-- Page extract start --
EX-24 6 ex24b869franklintempmssaamd4.htm EX. 24(B)(8.69) 4TH AMD. TO (RETAIL) FRANKLIN-TEMP MSSA ex24b869franklintempmssaamd4.htm - Generated by SEC Publisher for SEC Filing
Exhibit 24(b)(8.69)
 
FOURTH AMENDMENT TO MASTER SHAREHOLDER SERVICES AGREEMENT
FOR THE FRANKLIN TEMPLETON FUNDS
 
 
This Fourth Amendment dated as of July 1, 2010, by and between ING LIFE INSURANCE
AND ANNUITY COMPANY and ING FINANCIAL ADVISERS, LLC (collectively “you”),
FRANKLIN TEMPLETON INVESTOR SERVICES, LLC (“Transfer Agent”) and FRANKLIN
TEMPLETON DISTRIBUTORS, INC. (“Distributors,” together Transfer Agent and Distributors
shall be referred to as “we” or “us”) is made to the Master Shareholder Services Agreement for
the Franklin Templeton Funds dated August 28, 2000, as amended.
 
WHEREAS, the parties wish to add ING Financial Advisors, LLC as a party to the
Agreement, and remove ING Insurance Company of America as a party; and
 
WHEREAS, the parties wish to amend certain other provisions of the Agreement, as
provided below.
-- Page extract end --
Exercise directions: Continue the amendment to the Franklin Templeton shareholder services agreement from the point where it stops.
-- Records start --
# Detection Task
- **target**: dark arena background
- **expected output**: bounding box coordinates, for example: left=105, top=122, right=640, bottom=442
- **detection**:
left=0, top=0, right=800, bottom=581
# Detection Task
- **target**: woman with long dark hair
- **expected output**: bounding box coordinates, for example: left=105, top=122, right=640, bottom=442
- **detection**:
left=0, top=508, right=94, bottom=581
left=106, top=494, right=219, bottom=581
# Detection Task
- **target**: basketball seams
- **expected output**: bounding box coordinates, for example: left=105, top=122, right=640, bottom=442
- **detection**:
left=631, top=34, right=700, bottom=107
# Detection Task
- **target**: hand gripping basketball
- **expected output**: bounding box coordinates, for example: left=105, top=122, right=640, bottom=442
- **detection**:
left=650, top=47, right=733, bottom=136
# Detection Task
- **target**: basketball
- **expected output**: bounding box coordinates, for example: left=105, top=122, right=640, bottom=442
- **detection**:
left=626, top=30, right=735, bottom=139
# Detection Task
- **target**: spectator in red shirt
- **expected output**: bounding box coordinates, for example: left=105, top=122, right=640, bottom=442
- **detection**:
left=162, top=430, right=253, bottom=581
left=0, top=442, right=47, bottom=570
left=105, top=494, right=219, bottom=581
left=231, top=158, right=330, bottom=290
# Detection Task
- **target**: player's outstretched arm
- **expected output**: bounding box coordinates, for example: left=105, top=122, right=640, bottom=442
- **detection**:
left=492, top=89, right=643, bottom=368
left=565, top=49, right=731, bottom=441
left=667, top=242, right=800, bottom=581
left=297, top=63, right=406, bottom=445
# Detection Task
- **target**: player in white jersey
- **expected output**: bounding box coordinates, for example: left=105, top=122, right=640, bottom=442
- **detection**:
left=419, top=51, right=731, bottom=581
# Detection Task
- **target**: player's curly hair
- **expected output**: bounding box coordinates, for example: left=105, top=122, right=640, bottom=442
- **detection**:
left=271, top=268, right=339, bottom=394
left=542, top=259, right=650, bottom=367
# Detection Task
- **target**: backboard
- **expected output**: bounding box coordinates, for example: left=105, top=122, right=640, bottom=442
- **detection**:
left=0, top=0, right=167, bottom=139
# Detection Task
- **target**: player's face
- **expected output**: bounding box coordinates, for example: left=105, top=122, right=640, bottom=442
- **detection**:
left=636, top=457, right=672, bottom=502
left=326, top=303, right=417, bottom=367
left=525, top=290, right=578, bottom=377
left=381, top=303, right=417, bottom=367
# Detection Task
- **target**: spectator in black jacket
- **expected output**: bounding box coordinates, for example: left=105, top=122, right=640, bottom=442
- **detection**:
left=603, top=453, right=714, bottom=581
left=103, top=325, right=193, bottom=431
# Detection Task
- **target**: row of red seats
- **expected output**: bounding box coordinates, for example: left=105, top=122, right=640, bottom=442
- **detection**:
-- Records end --
The result:
NOW, THEREFORE, the parties agree as follows:
 
1 . ING Financial Advisers, LLC is hereby added to the Agreement as a party, ING
Insurance Company of America is removed as a party, and all provisions relating to ING
Insurance Company of America are hereby amended to refer to ING Financial Advisors, LLC,
and ING Life Insurance and Annuity Company.
 
2 . the term “benefit plans,” as defined in the first paragraph of the agreement, is
hereby redefined to expressly exclude erisa “defined benefit” pension plans.
 
3 . The second paragraph of the Agreement is hereby deleted in its entirety and
replaced with the following two paragraphs:
 
    As principal underwriter and transfer agent for the open-end investment
companies (mutual funds) for whom Franklin Templeton Investor Services, LLC serves
as transfer agent and whose shares are distributed by Distributors known collectively as
the “Franklin Templeton Funds,” (or “Funds,” or individually a “Fund”), we enter into
this Agreement with you for the payment of beneficial owner servicing fees in
recognition of the services you independently provide to Benefit Plans and their
participants invested in the Funds through Benefit Plan accounts. Benefit Plan accounts
are those which have been established on behalf of the Benefit Plans which meet the
criteria stated in each Fund’s prospectus to purchase Class A, Class R, or Advisor Class
shares of the Funds. These criteria, which also describe the conditions under which Class
A shares may be purchased at net asset value, are set forth in each Fund’s prospectus and
statement of additional information, which may be amended from time to time.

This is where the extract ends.